Written task >>
Format the lines from the one containing "of the brown" up to and including the one containing "column 552, row 131" as a JSON list of strings, one string per line, with blank lines left out.

Records to process >>
◆ ◆ ◆ ◆ ◆

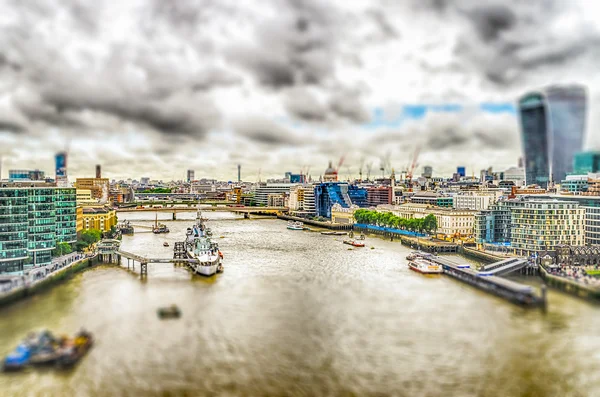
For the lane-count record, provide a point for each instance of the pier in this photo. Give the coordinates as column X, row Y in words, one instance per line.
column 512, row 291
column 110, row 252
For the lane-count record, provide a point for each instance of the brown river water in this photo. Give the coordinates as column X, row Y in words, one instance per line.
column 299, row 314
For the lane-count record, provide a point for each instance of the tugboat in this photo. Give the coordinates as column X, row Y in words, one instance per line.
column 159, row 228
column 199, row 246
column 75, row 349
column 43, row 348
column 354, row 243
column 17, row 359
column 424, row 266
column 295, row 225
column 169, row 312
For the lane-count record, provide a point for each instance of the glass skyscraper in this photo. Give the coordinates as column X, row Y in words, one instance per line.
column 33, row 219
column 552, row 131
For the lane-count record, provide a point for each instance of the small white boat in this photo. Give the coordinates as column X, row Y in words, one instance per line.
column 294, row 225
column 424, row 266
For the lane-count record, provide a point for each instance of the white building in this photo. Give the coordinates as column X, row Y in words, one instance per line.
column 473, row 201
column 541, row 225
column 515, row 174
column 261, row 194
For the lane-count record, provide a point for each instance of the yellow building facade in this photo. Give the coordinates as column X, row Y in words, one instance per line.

◆ ◆ ◆ ◆ ◆

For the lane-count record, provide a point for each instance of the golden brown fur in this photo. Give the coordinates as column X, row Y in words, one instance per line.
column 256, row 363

◆ ◆ ◆ ◆ ◆

Task solution >>
[
  "For the lane-count record, provide a point for each instance of the brown river water in this photo. Give the coordinates as column X, row Y in words, one instance per line.",
  "column 299, row 314",
  "For the lane-count record, provide a point for each instance of the tugboat in this photo. Give the coordinates as column X, row Y in words, one instance per line.",
  "column 159, row 228",
  "column 199, row 246",
  "column 75, row 349",
  "column 43, row 348",
  "column 354, row 243",
  "column 17, row 359",
  "column 424, row 266",
  "column 295, row 225",
  "column 169, row 312",
  "For the lane-count record, provide a point for each instance of the glass skyscraper in this photo. Give the coordinates as column X, row Y in words, one instance per line.",
  "column 33, row 219",
  "column 552, row 131"
]